_Requirement_: Can you convert the data below into a two-column CSV with the headers "input" and "output", one row per entry, putting each entry's text and its answer in their own quoted field and replacing any line breaks with spaces?

━━ Listed records

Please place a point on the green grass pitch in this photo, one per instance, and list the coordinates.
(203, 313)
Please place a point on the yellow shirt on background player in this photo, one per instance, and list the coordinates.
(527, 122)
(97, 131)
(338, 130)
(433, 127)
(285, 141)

━━━━

_Exercise solution_:
input,output
"Please place a point on the green grass pitch in this photo, one per instance, and list the coordinates.","(203, 313)"
"Please place a point on the yellow shirt on background player in this photo, one per instance, and list the coordinates.","(527, 122) (97, 131) (338, 130) (433, 127) (285, 141)"